Copy the entries verbatim, starting at the line containing "Query: woman's long wavy hair" and ending at the line containing "Outline every instance of the woman's long", with both of those lines included.

---

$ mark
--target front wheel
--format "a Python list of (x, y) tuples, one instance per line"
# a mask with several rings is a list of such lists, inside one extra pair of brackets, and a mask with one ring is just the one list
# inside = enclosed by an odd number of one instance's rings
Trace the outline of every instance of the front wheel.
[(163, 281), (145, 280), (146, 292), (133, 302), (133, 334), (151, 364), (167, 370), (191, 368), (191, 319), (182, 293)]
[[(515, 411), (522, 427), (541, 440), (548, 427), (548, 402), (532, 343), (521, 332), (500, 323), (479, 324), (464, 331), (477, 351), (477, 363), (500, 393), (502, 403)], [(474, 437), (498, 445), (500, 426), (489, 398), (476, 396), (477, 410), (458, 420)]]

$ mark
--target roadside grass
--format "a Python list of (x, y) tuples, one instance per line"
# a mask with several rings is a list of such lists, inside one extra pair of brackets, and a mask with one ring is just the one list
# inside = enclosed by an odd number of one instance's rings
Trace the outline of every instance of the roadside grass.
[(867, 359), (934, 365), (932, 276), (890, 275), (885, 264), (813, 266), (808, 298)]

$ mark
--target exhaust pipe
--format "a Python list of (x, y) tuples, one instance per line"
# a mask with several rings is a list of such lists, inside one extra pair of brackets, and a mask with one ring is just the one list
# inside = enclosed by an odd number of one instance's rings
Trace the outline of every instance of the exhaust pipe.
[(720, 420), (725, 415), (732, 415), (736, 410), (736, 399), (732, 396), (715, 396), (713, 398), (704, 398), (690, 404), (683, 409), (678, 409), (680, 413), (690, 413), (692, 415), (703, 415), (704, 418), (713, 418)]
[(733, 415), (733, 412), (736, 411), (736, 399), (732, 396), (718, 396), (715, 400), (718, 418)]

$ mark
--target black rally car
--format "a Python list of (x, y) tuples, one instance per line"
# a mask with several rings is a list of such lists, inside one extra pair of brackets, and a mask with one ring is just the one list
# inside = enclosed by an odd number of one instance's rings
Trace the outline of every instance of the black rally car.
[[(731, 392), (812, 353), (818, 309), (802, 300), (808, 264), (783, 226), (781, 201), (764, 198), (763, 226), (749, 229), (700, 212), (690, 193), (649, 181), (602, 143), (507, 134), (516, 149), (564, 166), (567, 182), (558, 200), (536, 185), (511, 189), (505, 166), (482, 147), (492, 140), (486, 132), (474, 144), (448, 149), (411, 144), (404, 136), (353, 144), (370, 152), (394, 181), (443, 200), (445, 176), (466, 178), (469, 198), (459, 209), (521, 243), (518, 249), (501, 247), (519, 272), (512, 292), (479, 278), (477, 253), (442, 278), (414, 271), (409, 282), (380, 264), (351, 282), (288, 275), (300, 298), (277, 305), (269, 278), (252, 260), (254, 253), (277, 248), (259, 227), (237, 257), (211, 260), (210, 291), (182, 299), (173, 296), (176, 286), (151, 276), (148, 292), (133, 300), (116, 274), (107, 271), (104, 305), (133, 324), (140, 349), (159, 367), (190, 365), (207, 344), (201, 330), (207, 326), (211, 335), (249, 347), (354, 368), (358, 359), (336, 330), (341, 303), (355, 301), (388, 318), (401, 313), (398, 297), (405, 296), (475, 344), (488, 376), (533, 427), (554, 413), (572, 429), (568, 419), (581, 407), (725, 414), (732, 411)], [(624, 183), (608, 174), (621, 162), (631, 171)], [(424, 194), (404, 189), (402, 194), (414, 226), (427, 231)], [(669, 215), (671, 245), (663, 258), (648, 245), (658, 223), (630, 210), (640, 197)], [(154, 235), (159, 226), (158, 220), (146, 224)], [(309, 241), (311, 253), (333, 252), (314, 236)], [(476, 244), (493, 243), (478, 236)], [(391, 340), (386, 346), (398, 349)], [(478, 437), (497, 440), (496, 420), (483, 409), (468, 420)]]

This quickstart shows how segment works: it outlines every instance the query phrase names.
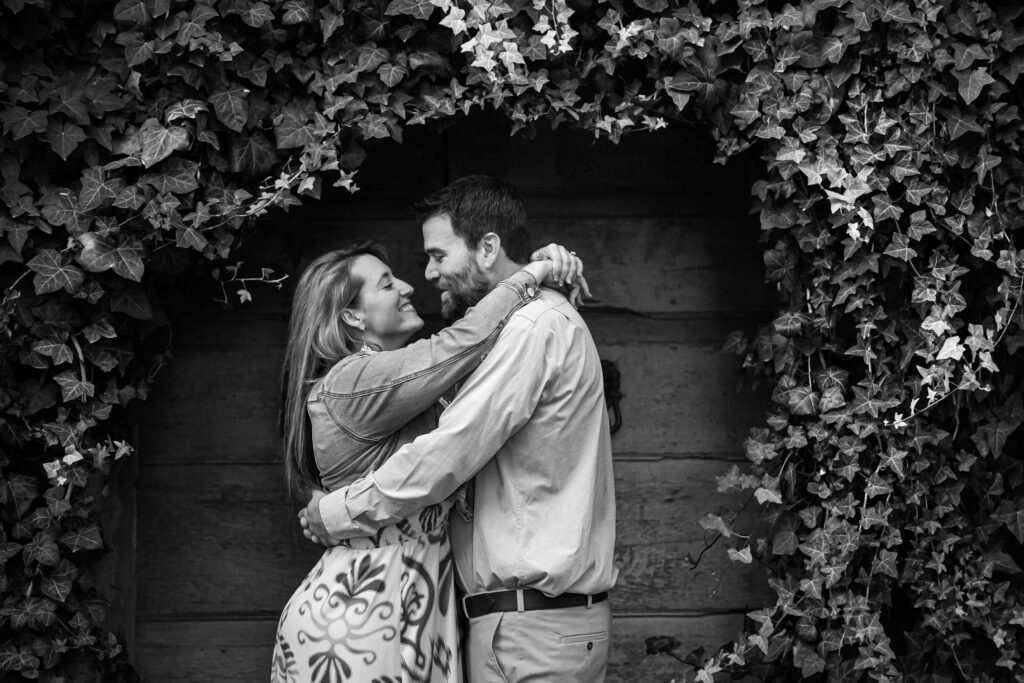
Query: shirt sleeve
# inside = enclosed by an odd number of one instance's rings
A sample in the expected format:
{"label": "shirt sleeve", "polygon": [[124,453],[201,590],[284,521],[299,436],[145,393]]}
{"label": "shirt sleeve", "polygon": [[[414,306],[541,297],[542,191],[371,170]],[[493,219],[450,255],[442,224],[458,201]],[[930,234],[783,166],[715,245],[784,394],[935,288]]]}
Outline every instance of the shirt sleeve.
{"label": "shirt sleeve", "polygon": [[441,414],[437,429],[396,451],[375,472],[319,502],[335,539],[372,536],[447,498],[534,414],[548,382],[551,334],[516,316]]}
{"label": "shirt sleeve", "polygon": [[397,431],[472,372],[512,314],[538,294],[537,281],[520,270],[428,339],[342,360],[324,381],[321,397],[329,414],[362,440]]}

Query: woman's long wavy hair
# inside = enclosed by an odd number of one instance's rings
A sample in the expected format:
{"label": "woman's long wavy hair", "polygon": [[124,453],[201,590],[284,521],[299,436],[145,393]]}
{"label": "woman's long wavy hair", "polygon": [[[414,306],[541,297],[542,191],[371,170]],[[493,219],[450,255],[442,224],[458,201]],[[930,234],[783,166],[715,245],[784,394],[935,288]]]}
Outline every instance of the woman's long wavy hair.
{"label": "woman's long wavy hair", "polygon": [[341,311],[355,302],[362,287],[352,275],[352,264],[362,254],[387,262],[387,253],[376,242],[343,245],[306,267],[292,299],[281,373],[281,436],[288,488],[300,501],[321,481],[306,413],[309,390],[334,364],[361,345],[342,323]]}

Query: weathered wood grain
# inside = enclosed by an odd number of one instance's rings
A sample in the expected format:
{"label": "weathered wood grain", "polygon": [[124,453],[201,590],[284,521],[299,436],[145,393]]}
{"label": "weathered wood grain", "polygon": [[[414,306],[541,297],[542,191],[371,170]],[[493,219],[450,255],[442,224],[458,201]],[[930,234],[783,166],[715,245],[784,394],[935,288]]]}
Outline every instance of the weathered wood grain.
{"label": "weathered wood grain", "polygon": [[402,218],[430,190],[471,173],[513,184],[534,218],[741,215],[761,172],[753,155],[714,164],[714,142],[695,128],[631,135],[617,144],[565,127],[539,126],[532,137],[509,130],[500,117],[477,115],[443,130],[410,128],[401,144],[372,140],[356,174],[358,193],[325,186],[321,201],[304,199],[287,216],[267,220]]}
{"label": "weathered wood grain", "polygon": [[[736,498],[716,492],[715,476],[725,468],[701,459],[615,464],[615,607],[735,610],[760,595],[759,570],[730,562],[724,543],[696,568],[687,560],[705,547],[697,519],[739,507]],[[146,467],[138,488],[145,616],[275,613],[319,556],[299,533],[280,467]]]}
{"label": "weathered wood grain", "polygon": [[[687,667],[646,653],[644,639],[673,636],[681,654],[735,637],[741,614],[616,616],[606,683],[682,681]],[[275,620],[147,622],[138,625],[135,665],[148,683],[262,683],[270,672]]]}
{"label": "weathered wood grain", "polygon": [[[600,303],[662,313],[769,310],[772,290],[764,284],[757,238],[757,225],[743,216],[542,218],[531,228],[536,246],[557,242],[580,255]],[[416,289],[417,308],[438,311],[437,292],[423,276],[427,261],[413,220],[332,218],[264,226],[239,258],[251,264],[252,274],[266,266],[292,276],[281,293],[252,287],[261,308],[287,316],[302,268],[339,244],[358,240],[383,244],[392,270]],[[220,291],[211,289],[211,299],[214,294]]]}
{"label": "weathered wood grain", "polygon": [[[764,400],[721,352],[731,329],[751,321],[650,321],[589,315],[601,357],[622,373],[617,453],[739,454]],[[278,457],[280,318],[230,315],[178,332],[174,360],[141,408],[146,463],[269,462]],[[191,344],[189,330],[195,330]]]}

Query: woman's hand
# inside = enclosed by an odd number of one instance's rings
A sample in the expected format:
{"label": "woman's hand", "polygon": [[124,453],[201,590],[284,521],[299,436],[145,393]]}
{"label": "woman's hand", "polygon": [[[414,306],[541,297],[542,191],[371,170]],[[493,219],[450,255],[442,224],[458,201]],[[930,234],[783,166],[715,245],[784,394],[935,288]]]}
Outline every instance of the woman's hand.
{"label": "woman's hand", "polygon": [[530,263],[524,268],[542,285],[549,285],[566,294],[569,302],[579,308],[583,297],[590,297],[590,287],[583,276],[583,260],[561,245],[551,243],[530,254]]}

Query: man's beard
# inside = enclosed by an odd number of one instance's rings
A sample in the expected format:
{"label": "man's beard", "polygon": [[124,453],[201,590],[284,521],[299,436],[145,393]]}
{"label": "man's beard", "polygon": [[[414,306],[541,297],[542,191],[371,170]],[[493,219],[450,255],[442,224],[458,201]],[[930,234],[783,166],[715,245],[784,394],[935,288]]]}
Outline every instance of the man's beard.
{"label": "man's beard", "polygon": [[445,321],[462,317],[470,306],[490,291],[490,283],[472,259],[460,272],[444,278],[438,286],[444,288],[441,292],[441,317]]}

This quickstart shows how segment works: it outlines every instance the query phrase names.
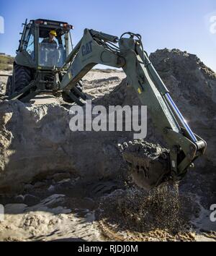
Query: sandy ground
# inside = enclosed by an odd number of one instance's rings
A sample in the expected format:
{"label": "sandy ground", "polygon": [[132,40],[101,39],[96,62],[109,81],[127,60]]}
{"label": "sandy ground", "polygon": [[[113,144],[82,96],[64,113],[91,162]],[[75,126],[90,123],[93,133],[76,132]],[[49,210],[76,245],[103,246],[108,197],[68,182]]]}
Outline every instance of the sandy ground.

---

* _Exercise answer_:
Query: woman's long wavy hair
# inside = enclosed by an odd number of one instance's rings
A sample in the expected format:
{"label": "woman's long wavy hair", "polygon": [[124,453],[201,590],[284,521],[299,436],[145,393]]}
{"label": "woman's long wavy hair", "polygon": [[[414,306],[541,297],[542,191],[371,170]],[[493,219],[450,255],[442,224],[458,201]],[[930,234],[783,166],[715,245],[784,394],[935,288]]]}
Outline every instance of the woman's long wavy hair.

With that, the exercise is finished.